— start Text to read —

Merriam-Webster intones that a dictator is "one holding complete autocratic control" over his charges. In a dictatorial society, there is no room for the voice of anyone other than the totalitarian leader. Any society where rulers and referenda are placed before the citizenry for a popular vote, by definition, does not place complete autocratic control in the hands of one man, woman or ruling class. Despite the obvious, Americans are quick to deride rulers whose rule they perceive as dictatorial... often as American rulers themselves become more autocratic.
In Venezuela, there is one particular leader who has scared the bejeezus out of Americans - Hugo Chavez. Chavez started on the road toward the presidency as a soldier in the Venezuelan military. In 1992, a planned coup attempt on Caracas failed, sending Chavez to prison for the next two years. After his 1994 pardon, Chavez turned toward political action as a more effective means of spreading his message to the populace than proved his coup plans. His personal policy renovations paid off handsomely on 06 December 1998 when he was elected the new president of Venezuela with 56 percent of the 6.5 million votes cast.

— end Text to read —
— start Supplied records —

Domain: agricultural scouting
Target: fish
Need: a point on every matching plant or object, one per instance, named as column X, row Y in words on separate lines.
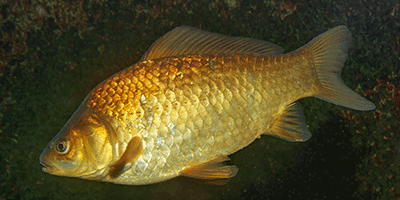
column 193, row 99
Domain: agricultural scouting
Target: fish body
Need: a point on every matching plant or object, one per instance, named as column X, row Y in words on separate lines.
column 193, row 99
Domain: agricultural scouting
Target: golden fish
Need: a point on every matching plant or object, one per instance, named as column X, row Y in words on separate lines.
column 194, row 98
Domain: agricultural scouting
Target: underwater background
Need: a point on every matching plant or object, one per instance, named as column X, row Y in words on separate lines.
column 52, row 53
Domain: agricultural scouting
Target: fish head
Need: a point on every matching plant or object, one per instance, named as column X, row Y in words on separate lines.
column 82, row 148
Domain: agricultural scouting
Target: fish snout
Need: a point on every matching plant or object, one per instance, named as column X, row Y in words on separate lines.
column 47, row 166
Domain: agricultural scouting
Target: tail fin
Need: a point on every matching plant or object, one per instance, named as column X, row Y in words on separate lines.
column 329, row 50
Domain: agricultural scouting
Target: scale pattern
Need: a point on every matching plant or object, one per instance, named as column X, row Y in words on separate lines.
column 189, row 110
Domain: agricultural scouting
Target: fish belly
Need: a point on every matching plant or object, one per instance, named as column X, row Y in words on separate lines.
column 190, row 110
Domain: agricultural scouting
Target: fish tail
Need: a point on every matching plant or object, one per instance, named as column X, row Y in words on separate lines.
column 329, row 51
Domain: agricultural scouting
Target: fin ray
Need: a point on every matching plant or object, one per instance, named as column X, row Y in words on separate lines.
column 133, row 151
column 329, row 51
column 185, row 40
column 291, row 125
column 213, row 169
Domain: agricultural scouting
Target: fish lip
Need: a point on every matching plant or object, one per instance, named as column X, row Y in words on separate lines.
column 47, row 167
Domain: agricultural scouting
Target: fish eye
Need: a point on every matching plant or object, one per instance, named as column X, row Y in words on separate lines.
column 62, row 147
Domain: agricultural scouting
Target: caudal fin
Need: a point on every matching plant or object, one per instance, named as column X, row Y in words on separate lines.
column 329, row 51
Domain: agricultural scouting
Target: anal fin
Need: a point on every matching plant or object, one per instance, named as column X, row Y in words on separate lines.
column 291, row 124
column 213, row 169
column 133, row 151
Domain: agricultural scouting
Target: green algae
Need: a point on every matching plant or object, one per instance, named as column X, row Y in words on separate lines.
column 50, row 61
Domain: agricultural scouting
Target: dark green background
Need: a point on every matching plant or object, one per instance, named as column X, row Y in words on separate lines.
column 53, row 53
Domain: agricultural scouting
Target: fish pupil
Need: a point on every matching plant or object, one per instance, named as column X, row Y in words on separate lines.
column 61, row 147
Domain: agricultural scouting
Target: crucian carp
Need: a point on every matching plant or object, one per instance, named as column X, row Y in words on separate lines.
column 194, row 98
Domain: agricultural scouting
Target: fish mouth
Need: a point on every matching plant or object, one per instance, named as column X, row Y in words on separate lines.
column 47, row 167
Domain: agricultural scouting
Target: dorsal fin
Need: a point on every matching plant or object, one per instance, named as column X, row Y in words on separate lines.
column 186, row 40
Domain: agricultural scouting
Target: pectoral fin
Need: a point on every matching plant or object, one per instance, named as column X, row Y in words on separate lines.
column 133, row 151
column 291, row 124
column 213, row 169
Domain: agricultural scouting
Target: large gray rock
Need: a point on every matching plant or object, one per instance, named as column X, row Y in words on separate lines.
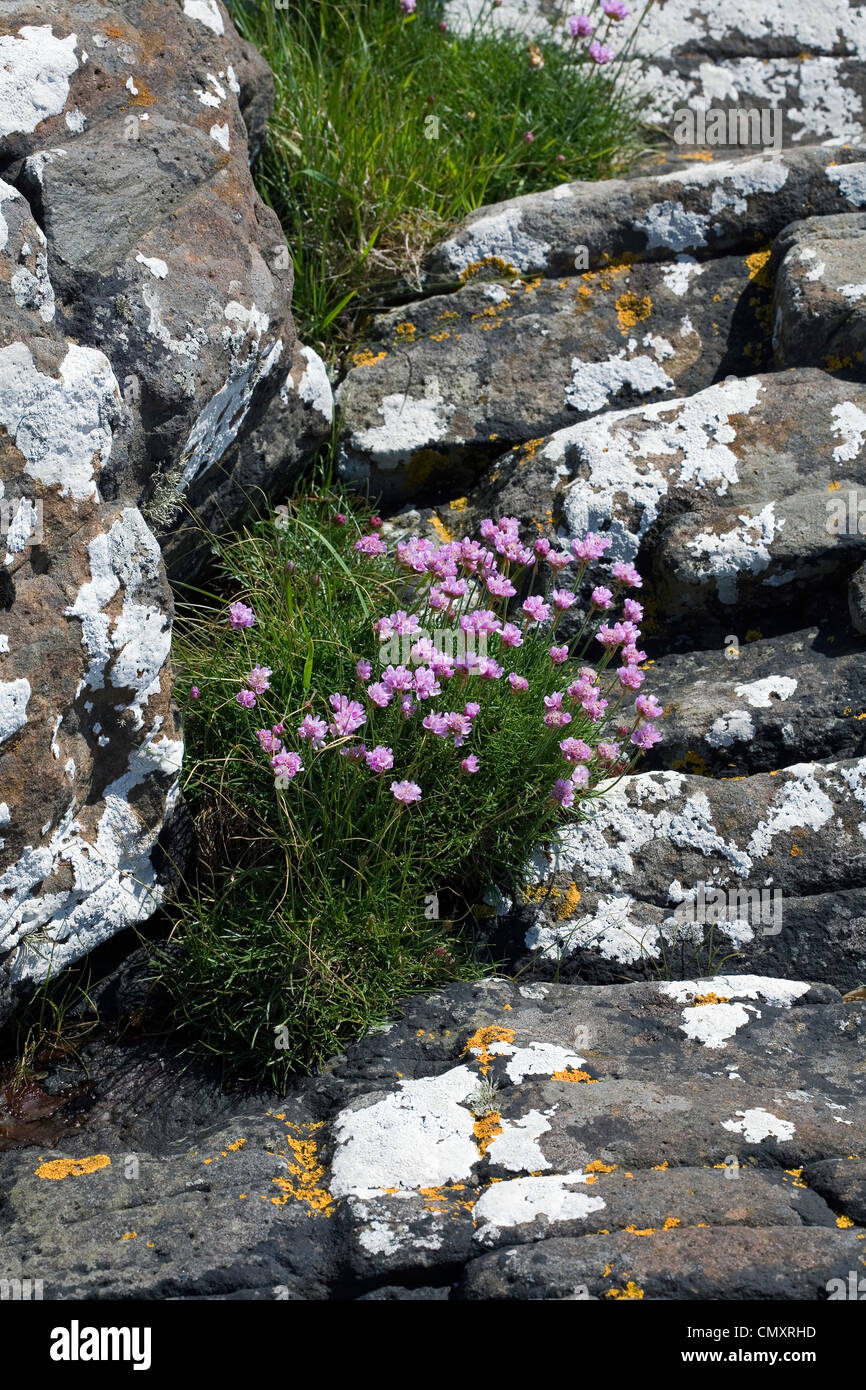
column 698, row 1137
column 451, row 380
column 160, row 250
column 674, row 873
column 804, row 60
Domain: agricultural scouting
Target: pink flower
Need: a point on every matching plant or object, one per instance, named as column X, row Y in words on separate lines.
column 563, row 792
column 591, row 548
column 631, row 679
column 371, row 545
column 435, row 724
column 499, row 587
column 285, row 766
column 558, row 560
column 267, row 740
column 626, row 573
column 378, row 694
column 645, row 736
column 313, row 729
column 241, row 616
column 576, row 751
column 348, row 715
column 599, row 52
column 537, row 609
column 426, row 683
column 259, row 679
column 406, row 791
column 648, row 706
column 398, row 679
column 380, row 759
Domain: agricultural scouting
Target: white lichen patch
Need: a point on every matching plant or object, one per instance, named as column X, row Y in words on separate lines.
column 595, row 382
column 516, row 1148
column 848, row 424
column 35, row 68
column 63, row 427
column 755, row 1125
column 523, row 1200
column 744, row 549
column 762, row 694
column 207, row 13
column 420, row 1136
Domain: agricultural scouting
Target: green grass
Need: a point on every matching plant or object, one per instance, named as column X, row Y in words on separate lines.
column 350, row 167
column 310, row 913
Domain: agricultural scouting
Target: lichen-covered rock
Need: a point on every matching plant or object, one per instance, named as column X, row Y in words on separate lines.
column 439, row 385
column 132, row 150
column 690, row 1140
column 805, row 61
column 699, row 209
column 672, row 873
column 89, row 747
column 819, row 310
column 752, row 704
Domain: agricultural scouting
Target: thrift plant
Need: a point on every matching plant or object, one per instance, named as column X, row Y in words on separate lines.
column 381, row 731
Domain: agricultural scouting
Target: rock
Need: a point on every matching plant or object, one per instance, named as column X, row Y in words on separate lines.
column 754, row 704
column 705, row 209
column 856, row 599
column 798, row 60
column 819, row 310
column 451, row 380
column 89, row 741
column 677, row 873
column 160, row 250
column 635, row 1141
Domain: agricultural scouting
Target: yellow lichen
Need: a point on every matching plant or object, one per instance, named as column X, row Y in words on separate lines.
column 631, row 310
column 60, row 1168
column 481, row 1040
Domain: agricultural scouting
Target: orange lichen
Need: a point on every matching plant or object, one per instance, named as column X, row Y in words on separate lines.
column 481, row 1040
column 366, row 357
column 631, row 310
column 60, row 1168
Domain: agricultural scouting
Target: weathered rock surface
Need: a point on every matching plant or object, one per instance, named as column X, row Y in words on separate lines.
column 819, row 313
column 672, row 873
column 804, row 60
column 145, row 330
column 463, row 375
column 134, row 157
column 697, row 1148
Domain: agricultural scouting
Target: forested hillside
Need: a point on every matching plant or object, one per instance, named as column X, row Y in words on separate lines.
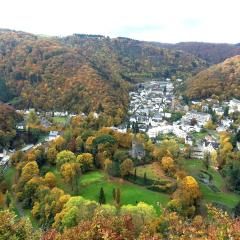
column 212, row 53
column 222, row 79
column 78, row 72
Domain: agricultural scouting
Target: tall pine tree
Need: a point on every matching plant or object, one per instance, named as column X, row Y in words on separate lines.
column 102, row 199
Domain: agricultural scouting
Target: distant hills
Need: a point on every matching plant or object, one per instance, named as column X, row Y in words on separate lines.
column 82, row 72
column 212, row 53
column 79, row 72
column 222, row 80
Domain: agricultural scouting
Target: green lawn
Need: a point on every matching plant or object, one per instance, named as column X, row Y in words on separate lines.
column 91, row 183
column 199, row 135
column 9, row 176
column 226, row 198
column 153, row 171
column 60, row 120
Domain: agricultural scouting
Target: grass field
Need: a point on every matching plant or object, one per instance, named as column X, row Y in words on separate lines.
column 60, row 120
column 9, row 176
column 153, row 171
column 91, row 183
column 226, row 198
column 199, row 135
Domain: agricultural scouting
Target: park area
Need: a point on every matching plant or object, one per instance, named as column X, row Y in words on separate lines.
column 91, row 183
column 216, row 192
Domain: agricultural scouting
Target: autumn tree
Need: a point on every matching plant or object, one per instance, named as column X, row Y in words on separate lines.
column 101, row 199
column 12, row 227
column 86, row 161
column 52, row 155
column 65, row 156
column 50, row 179
column 29, row 170
column 126, row 167
column 69, row 172
column 168, row 164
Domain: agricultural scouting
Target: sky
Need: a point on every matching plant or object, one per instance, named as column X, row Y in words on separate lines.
column 150, row 20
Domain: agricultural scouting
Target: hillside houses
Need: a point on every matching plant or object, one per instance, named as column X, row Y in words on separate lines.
column 200, row 117
column 234, row 105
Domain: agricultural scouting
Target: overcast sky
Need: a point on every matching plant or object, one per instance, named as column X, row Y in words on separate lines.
column 152, row 20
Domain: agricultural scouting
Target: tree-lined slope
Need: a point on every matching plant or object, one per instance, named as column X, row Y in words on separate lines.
column 79, row 72
column 213, row 53
column 222, row 79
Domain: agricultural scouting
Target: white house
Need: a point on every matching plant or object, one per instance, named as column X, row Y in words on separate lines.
column 234, row 105
column 52, row 136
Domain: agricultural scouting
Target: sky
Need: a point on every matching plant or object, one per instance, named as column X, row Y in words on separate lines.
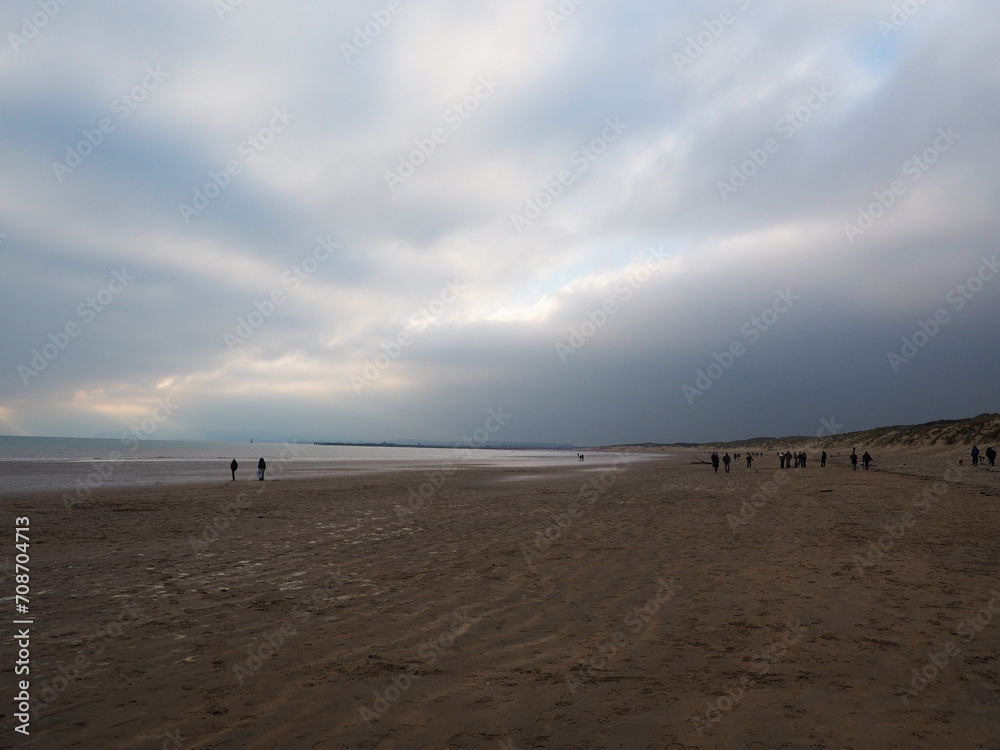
column 581, row 222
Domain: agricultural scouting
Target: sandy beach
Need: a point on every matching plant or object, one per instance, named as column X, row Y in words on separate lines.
column 652, row 604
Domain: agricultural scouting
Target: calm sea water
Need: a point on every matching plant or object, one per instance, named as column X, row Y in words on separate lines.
column 66, row 464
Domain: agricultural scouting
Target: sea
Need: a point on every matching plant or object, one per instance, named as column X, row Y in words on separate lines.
column 30, row 464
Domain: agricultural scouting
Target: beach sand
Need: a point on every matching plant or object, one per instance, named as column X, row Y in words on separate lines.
column 322, row 614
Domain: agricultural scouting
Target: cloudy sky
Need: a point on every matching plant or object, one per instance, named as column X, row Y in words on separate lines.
column 612, row 221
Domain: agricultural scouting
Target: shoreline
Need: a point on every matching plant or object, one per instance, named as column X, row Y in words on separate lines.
column 644, row 603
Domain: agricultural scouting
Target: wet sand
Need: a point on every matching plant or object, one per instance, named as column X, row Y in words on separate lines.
column 669, row 607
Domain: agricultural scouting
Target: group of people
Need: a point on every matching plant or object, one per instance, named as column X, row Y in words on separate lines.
column 990, row 453
column 788, row 459
column 726, row 460
column 261, row 466
column 799, row 458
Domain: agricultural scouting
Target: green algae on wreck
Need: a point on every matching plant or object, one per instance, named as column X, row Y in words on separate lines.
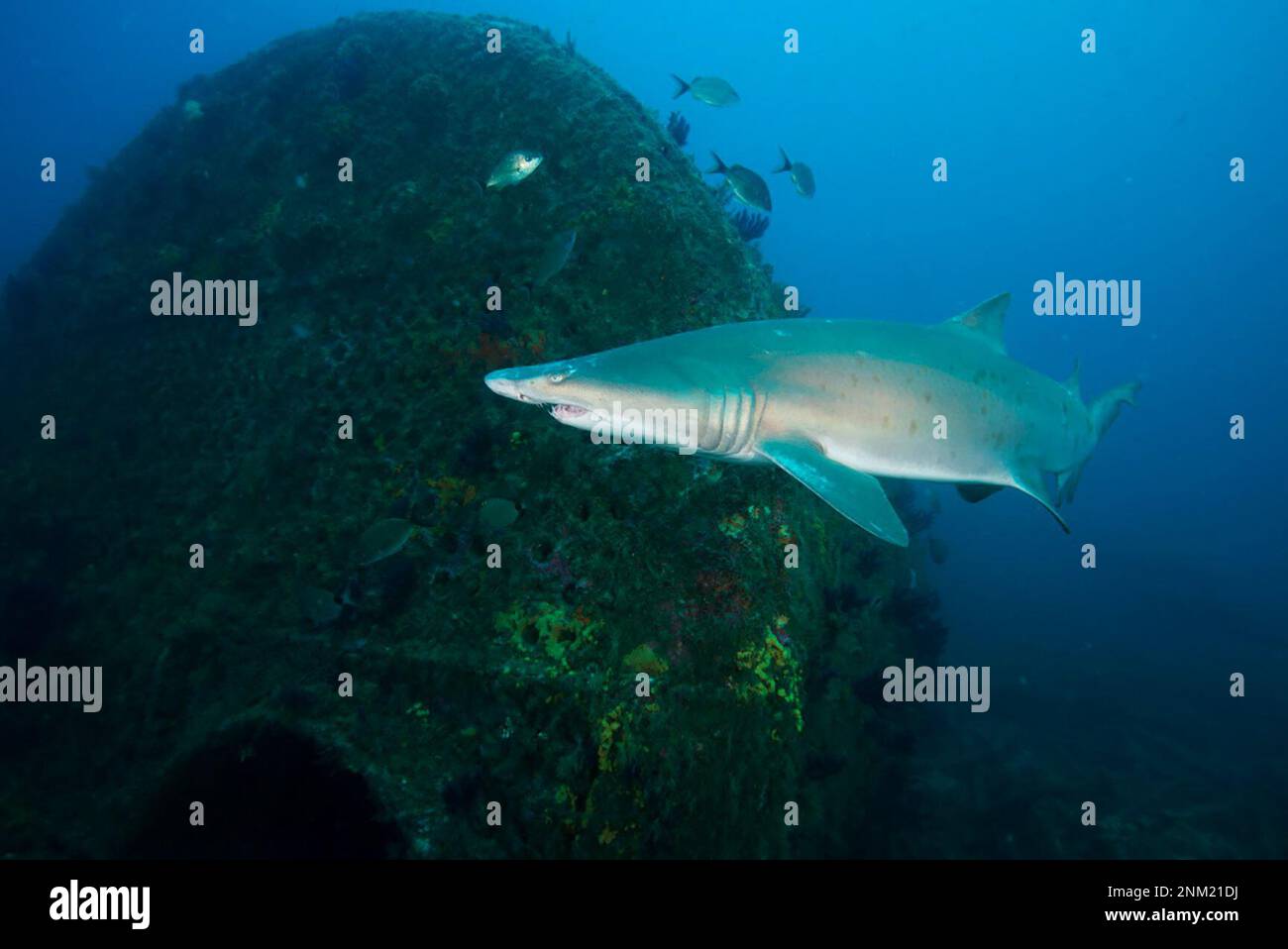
column 471, row 684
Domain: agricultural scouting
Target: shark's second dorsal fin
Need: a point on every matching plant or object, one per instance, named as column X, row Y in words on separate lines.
column 983, row 322
column 1074, row 381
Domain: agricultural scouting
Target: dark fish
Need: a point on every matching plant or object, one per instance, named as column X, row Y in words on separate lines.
column 708, row 89
column 554, row 257
column 747, row 185
column 802, row 176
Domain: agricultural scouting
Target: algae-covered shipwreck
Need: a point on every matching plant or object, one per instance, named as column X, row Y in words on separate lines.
column 342, row 596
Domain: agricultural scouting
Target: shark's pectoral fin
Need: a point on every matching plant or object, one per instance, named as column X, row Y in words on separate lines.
column 978, row 492
column 855, row 494
column 1031, row 483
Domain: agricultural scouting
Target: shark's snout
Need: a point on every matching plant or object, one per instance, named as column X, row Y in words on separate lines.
column 502, row 382
column 513, row 384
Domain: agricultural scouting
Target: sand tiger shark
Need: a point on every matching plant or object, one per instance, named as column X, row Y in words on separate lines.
column 838, row 403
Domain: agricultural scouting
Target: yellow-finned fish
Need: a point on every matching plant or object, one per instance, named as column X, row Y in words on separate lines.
column 514, row 167
column 708, row 89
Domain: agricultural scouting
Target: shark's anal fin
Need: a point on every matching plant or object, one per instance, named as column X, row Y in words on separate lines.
column 1031, row 483
column 855, row 494
column 978, row 492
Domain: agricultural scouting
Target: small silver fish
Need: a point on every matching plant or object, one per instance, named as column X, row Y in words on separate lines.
column 554, row 257
column 747, row 185
column 708, row 89
column 514, row 167
column 802, row 176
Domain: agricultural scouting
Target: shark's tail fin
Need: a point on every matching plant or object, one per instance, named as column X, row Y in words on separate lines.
column 1103, row 413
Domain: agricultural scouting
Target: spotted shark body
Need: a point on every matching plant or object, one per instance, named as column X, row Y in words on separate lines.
column 838, row 403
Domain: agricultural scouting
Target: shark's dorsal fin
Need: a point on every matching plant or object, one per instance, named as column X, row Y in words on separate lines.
column 855, row 494
column 1074, row 381
column 983, row 322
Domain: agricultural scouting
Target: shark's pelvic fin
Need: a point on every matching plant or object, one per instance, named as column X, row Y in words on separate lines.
column 984, row 322
column 855, row 494
column 1031, row 483
column 1067, row 483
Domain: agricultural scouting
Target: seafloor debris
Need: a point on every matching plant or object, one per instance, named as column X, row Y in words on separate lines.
column 500, row 665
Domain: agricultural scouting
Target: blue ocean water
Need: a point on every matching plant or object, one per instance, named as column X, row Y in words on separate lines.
column 1107, row 165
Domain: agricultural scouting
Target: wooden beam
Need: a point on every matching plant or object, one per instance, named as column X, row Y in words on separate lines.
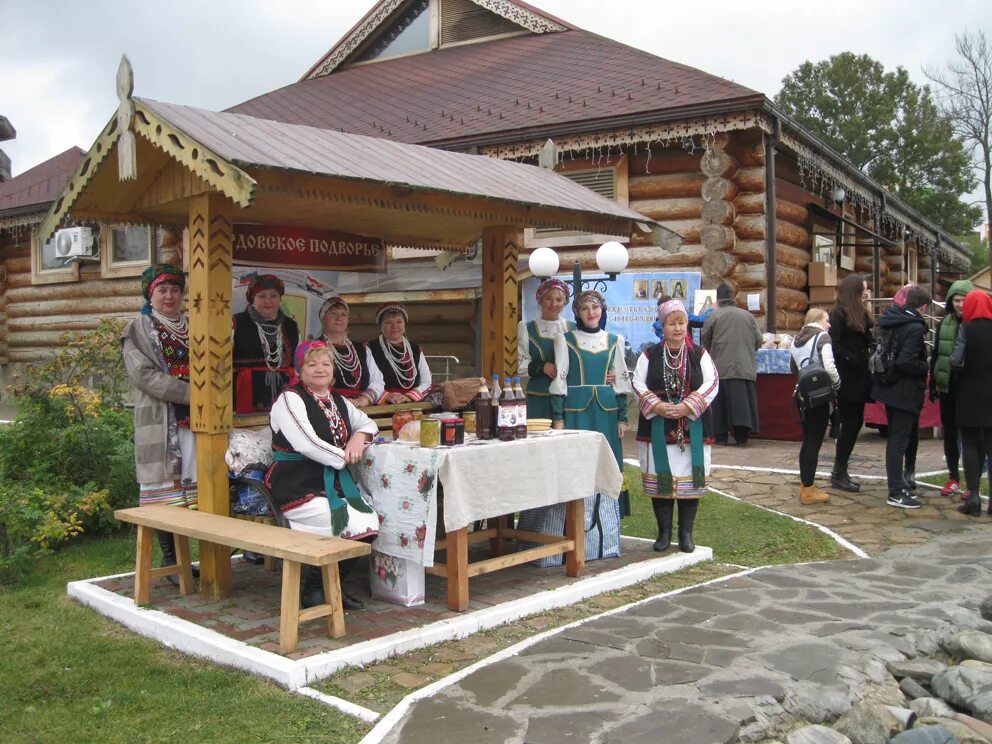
column 500, row 295
column 209, row 303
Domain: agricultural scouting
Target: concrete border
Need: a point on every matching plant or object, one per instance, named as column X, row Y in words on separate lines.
column 187, row 637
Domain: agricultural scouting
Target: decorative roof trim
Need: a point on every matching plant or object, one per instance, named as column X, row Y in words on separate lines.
column 663, row 134
column 527, row 19
column 227, row 178
column 79, row 179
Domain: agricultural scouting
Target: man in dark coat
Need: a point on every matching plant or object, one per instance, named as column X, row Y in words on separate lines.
column 902, row 329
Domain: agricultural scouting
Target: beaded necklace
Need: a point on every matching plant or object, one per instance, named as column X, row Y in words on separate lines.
column 339, row 430
column 402, row 365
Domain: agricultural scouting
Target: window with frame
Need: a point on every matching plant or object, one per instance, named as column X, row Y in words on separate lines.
column 125, row 250
column 47, row 267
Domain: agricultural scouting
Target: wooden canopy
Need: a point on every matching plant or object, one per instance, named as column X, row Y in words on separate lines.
column 159, row 162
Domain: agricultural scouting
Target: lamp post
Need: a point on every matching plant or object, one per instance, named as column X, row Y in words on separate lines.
column 611, row 258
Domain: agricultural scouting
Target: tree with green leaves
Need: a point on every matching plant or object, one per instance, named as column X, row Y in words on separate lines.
column 965, row 95
column 890, row 128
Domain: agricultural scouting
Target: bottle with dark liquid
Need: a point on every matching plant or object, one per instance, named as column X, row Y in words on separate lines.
column 507, row 412
column 518, row 392
column 483, row 412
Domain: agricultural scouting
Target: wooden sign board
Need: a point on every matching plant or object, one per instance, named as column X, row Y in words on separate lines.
column 307, row 248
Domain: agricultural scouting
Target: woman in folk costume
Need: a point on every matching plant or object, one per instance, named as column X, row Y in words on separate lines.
column 356, row 376
column 155, row 348
column 675, row 382
column 264, row 340
column 535, row 346
column 404, row 369
column 316, row 434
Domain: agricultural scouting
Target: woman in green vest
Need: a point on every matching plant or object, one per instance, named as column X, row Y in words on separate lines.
column 943, row 384
column 536, row 346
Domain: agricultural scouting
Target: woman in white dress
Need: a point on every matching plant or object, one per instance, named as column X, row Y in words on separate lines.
column 675, row 383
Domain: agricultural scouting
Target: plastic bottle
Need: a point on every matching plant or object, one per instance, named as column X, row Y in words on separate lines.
column 483, row 412
column 507, row 412
column 521, row 397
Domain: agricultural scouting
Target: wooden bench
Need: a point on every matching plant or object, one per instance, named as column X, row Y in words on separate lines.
column 292, row 546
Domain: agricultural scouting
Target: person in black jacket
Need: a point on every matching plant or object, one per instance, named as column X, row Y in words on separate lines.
column 851, row 337
column 903, row 329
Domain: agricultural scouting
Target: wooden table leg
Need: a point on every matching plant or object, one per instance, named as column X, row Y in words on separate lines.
column 289, row 619
column 143, row 566
column 332, row 596
column 497, row 545
column 575, row 517
column 186, row 585
column 457, row 568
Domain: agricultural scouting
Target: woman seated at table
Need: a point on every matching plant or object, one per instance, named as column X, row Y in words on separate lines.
column 264, row 340
column 404, row 369
column 356, row 375
column 536, row 346
column 316, row 434
column 583, row 398
column 675, row 382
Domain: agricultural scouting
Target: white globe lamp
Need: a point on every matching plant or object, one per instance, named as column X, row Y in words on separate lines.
column 611, row 258
column 543, row 262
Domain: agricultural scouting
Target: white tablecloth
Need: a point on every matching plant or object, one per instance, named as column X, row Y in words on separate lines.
column 480, row 480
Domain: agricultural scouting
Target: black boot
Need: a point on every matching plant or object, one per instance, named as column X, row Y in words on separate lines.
column 663, row 509
column 840, row 479
column 687, row 518
column 973, row 506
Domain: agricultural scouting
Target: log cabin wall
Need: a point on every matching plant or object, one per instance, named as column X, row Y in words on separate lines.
column 34, row 317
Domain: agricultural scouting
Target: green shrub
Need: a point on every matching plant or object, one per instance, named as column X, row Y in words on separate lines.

— end Supplied records —

**Task set:**
1. List every date or year that the text on dictatorship and Hugo Chavez mentions.
2. Report how many lines of the records contain the string "algae", giving only the number.

**Worked answers:**
1.
1992
1994
06 December 1998

2. 3